--- Begin Selected extract ---
Grace Baptist is a name used by various churches and associations, in different parts of the world, who would align with Reformed Baptists, who hold to Calvinistic doctrine, but would consider themselves distinct in their own right. This distinguishes them from General Baptists who instead hold to an Arminian theology.

History

United Kingdom
Grace Baptist churches in the UK have mainly derived from the Strict Baptists or Strict and Particular Baptists.  The Strict Baptist Assembly,  established in 1964, held to beliefs outlined in the Baptist Affirmation of Faith 1966.  The Assembly of Baptist Churches was established in 1976 and held to the Calvinistic doctrine of Sovereign Grace.  Through discussions between the Strict Baptist Assembly and the Assembly of Baptist Churches came a conviction and desire to establish a single Assembly which in 1980 this gave rise to the joint Grace Baptist Assembly.

Alongside the establishment of the Assemblies was the establishment of Associations of Strict Baptist Churches of which there were three. These continue today under the updated titles of Associations of Grace Baptist Churches, listed below.

U.S. and Canada
Some Churches in the U.S. and Canada adopt association with Grace Baptists in the United Kingdom.  They do not share the historical developments which lead to Sovereign Grace Baptists.
--- End Selected extract ---
--- Begin Raw data ---
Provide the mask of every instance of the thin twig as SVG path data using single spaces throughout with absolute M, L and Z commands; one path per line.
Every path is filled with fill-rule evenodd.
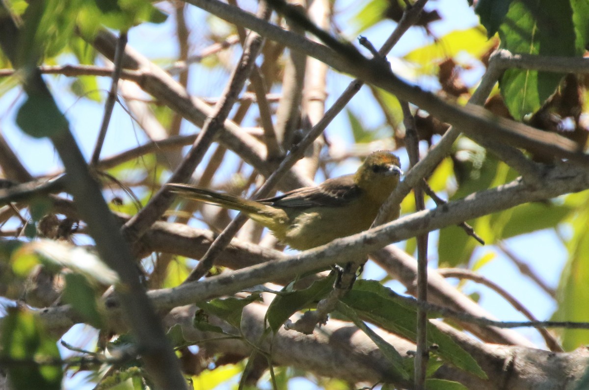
--- End Raw data ---
Tasks to perform:
A – Rewrite the Grace Baptist text from "Alongside the establishment" up to and including "Sovereign Grace Baptists.", replacing "updated titles" with "revised names".
B – According to the Grace Baptist text, in what year was the Assembly of Baptist Churches established?
C – Continue the text on Grace Baptist churches from the point where it stops.

Expected outputs:
A –
Alongside the establishment of the Assemblies was the establishment of Associations of Strict Baptist Churches of which there were three. These continue today under the revised names of Associations of Grace Baptist Churches, listed below.

U.S. and Canada
Some Churches in the U.S. and Canada adopt association with Grace Baptists in the United Kingdom.  They do not share the historical developments which lead to Sovereign Grace Baptists.

B – 1976

C –
Associations
United Kingdom
Association of Grace Baptist Churches (South East), 
Association of Grace Baptist Churches (East Anglia), 
Association of Grace Baptist Churches (West Anglia),

Churches
Notable churches which are members of Grace Baptist associations, or are known as Grace Baptist, include:

United Kingdom
Kew Baptist Church, Kew, Richmond, London
Homerton Baptist Church, Homerton, Hackney, London

United States
Grace Baptist Church (Spokane, Washington), which is on the U.S. National Register of Historic Places
Willis Presbyterian Church and Cemetery, which is on the U.S. National Register of Historic Places
Grace Baptist Church of Philadelphia

Schools
Notable schools named "Grace Baptist" include:
United States
Grace Baptist Christian School (Tifton, Georgia)
Grace Baptist School (Portland, Maine)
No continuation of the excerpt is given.